*READING PASSAGE*
=======

In principle, this behavior reflects postwar Germany's fundamental fear of war, nuclear power and inflation. And these fears are currently shaping Merkel's foreign policy.

She has made two trips abroad in the last couple of weeks. They were two trips along Germany's new special path, so to speak, a small test of the country's role in the world outside Europe. She traveled for a total of 113 hours, of which 44 were spent flying, and visited three cities -- Delhi, Singapore and Washington -- and three completely different systems: India, a democratic emerging economy with a population of 1.2 billion, the authoritarian city-state of Singapore, which manages to maintain an almost permanent economic miracle, and the United States, the battered superpower that clings to its desire to shape the world using military might.

The trips amounted to three different Merkels appearing in three different worlds. How did she do it? What version of Germany was she representing? And what is the country's role on the international stage?

=======

*MATERIAL SUPPLIED*

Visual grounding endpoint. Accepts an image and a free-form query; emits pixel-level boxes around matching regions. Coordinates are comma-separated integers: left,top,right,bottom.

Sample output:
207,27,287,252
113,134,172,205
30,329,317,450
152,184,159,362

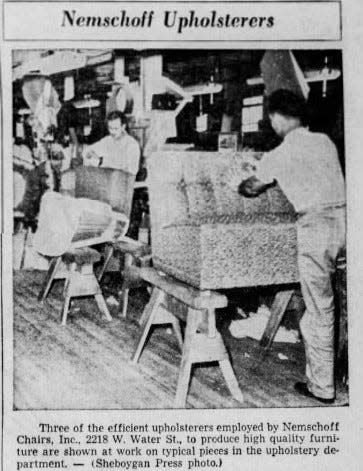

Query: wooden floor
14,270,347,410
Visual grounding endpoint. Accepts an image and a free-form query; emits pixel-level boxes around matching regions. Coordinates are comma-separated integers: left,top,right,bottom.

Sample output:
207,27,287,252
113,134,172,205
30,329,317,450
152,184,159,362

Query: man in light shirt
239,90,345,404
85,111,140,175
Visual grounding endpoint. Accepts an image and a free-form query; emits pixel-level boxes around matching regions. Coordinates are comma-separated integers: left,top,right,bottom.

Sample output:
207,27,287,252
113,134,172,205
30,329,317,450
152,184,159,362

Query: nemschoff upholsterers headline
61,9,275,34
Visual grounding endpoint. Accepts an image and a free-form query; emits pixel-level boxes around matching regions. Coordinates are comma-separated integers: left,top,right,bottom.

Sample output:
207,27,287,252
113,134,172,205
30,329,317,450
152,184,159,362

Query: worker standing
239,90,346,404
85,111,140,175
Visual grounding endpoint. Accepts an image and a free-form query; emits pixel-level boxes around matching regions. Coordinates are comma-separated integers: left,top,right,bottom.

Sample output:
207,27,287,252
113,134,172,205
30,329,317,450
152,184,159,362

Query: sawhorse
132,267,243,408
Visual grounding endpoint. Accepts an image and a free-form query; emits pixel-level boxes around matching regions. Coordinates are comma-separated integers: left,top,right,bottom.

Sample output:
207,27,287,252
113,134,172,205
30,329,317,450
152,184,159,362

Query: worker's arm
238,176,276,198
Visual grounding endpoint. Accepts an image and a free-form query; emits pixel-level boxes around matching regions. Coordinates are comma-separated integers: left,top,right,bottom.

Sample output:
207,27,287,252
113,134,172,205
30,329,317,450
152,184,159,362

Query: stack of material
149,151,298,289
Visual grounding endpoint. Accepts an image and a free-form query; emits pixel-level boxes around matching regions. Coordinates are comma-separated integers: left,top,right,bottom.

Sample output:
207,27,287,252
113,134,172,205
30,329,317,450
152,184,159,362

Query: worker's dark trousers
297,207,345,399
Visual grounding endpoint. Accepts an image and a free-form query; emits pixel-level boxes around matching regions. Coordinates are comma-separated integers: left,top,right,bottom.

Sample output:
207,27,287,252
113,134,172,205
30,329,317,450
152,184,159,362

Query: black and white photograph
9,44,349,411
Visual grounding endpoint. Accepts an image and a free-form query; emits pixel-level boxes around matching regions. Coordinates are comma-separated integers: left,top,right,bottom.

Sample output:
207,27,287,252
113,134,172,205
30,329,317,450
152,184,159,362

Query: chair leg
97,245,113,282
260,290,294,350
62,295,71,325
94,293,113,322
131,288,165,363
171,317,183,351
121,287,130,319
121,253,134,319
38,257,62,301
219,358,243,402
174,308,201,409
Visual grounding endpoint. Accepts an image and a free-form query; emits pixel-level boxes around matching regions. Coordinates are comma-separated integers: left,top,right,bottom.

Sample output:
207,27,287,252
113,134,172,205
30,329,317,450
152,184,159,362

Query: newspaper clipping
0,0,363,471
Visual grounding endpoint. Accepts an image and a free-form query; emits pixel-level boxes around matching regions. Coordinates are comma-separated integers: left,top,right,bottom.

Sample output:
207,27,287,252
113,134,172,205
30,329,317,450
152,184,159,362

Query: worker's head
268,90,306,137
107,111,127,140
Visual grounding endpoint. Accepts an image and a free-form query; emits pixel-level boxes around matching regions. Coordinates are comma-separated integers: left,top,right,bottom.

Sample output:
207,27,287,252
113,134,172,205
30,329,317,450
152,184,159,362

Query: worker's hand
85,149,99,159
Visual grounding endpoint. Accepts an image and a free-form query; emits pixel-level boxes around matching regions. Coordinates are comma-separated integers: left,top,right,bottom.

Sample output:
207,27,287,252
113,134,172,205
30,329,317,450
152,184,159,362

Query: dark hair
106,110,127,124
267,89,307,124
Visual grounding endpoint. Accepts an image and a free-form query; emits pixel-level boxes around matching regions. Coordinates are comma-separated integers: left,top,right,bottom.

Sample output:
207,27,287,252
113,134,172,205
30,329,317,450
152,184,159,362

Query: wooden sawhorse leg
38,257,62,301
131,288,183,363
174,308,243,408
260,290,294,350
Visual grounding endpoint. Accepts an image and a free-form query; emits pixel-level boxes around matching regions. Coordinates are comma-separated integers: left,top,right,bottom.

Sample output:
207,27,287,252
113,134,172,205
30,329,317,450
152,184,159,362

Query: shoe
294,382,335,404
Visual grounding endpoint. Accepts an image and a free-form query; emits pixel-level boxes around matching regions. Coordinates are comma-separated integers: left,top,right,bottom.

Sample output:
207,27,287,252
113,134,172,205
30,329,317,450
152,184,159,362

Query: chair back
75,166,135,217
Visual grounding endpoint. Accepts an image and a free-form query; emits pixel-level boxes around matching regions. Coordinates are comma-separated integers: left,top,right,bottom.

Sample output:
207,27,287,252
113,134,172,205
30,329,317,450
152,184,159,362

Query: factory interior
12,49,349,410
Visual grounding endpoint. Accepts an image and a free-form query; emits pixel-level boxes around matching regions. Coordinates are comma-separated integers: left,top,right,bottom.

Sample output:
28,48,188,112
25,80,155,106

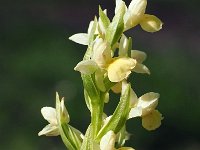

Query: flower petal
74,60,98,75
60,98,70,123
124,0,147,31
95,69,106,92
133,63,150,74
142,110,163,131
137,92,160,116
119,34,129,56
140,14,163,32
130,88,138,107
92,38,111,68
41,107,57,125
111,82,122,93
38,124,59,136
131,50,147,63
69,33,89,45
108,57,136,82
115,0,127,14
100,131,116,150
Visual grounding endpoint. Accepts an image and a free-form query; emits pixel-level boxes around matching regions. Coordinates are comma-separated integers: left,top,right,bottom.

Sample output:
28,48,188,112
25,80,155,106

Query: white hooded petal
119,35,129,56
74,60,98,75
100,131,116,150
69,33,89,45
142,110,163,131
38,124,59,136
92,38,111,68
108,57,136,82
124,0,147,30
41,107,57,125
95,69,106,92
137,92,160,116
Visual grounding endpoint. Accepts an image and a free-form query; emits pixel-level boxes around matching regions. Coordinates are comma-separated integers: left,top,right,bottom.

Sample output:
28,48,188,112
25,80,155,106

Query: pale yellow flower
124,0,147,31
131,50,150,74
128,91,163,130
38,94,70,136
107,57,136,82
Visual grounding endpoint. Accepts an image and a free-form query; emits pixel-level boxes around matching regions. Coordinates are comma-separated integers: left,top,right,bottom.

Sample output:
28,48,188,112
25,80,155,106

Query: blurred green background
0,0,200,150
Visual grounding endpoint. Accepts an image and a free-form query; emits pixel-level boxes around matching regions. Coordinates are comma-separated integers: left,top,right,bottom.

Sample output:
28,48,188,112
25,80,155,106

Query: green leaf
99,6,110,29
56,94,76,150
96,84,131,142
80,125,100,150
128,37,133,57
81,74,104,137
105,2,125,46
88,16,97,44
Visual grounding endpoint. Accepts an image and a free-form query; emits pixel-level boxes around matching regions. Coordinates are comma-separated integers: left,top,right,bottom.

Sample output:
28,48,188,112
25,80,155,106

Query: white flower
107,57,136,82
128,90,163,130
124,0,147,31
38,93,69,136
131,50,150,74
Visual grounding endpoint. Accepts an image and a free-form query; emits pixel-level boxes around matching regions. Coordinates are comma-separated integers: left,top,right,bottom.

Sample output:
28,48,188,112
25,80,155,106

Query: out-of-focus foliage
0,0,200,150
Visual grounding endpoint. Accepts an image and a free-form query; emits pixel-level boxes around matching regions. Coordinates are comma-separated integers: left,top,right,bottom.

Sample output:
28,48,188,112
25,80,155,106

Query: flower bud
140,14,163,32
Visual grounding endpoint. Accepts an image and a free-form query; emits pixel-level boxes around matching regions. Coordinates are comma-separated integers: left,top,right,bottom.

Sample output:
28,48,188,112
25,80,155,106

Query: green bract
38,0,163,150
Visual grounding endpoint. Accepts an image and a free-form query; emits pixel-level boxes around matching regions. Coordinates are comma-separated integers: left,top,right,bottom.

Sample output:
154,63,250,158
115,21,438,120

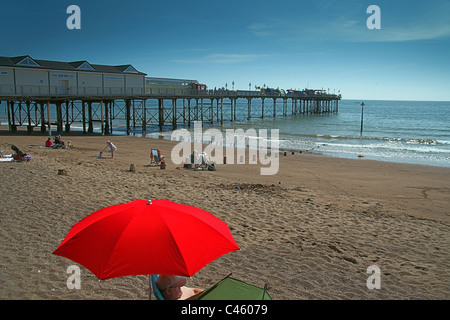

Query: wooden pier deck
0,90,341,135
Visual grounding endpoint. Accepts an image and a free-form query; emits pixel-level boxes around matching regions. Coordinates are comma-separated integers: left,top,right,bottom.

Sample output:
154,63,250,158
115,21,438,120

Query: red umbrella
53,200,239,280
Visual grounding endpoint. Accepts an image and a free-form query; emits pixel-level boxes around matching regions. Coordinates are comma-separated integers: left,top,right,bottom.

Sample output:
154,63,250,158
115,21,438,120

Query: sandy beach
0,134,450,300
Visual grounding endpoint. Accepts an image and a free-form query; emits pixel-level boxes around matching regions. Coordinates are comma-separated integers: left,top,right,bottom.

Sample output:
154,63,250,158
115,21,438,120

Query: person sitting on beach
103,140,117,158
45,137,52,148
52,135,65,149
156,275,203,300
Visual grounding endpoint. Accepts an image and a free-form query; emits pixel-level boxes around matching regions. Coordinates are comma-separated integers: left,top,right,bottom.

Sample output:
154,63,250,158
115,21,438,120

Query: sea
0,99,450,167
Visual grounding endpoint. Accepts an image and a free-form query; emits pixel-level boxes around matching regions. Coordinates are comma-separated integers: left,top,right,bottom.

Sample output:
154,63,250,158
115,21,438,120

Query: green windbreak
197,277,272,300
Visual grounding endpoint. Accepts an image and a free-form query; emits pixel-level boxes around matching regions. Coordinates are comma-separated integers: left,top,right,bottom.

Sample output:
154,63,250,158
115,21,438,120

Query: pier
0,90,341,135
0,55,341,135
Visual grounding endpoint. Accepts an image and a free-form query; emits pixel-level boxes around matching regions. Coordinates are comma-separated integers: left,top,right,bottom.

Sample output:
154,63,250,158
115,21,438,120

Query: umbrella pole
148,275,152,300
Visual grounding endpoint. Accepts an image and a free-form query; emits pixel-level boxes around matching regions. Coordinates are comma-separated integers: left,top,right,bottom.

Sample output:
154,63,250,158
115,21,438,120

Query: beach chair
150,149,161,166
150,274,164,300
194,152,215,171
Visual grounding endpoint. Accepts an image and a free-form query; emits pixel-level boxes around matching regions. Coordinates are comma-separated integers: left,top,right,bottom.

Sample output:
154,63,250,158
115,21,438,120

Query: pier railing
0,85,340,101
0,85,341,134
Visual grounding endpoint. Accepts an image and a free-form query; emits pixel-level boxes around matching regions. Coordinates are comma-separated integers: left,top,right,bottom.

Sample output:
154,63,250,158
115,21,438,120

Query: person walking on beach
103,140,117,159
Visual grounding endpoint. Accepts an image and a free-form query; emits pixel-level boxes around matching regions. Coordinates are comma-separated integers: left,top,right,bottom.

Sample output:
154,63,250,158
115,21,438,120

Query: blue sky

=======

*TASK 1*
Replace "trips" with "journeys" in the passage on Merkel's foreign policy, then write out the part between "She has made" and "the international stage?", inclusive.
*TASK 2*
Show every line of the records that contains the string "sawhorse", treating uppercase and lowercase as different.

*RIGHT ANSWER 1*
She has made two journeys abroad in the last couple of weeks. They were two journeys along Germany's new special path, so to speak, a small test of the country's role in the world outside Europe. She traveled for a total of 113 hours, of which 44 were spent flying, and visited three cities -- Delhi, Singapore and Washington -- and three completely different systems: India, a democratic emerging economy with a population of 1.2 billion, the authoritarian city-state of Singapore, which manages to maintain an almost permanent economic miracle, and the United States, the battered superpower that clings to its desire to shape the world using military might.

The journeys amounted to three different Merkels appearing in three different worlds. How did she do it? What version of Germany was she representing? And what is the country's role on the international stage?

*RIGHT ANSWER 2*
Query: sawhorse
Query: wooden sawhorse leg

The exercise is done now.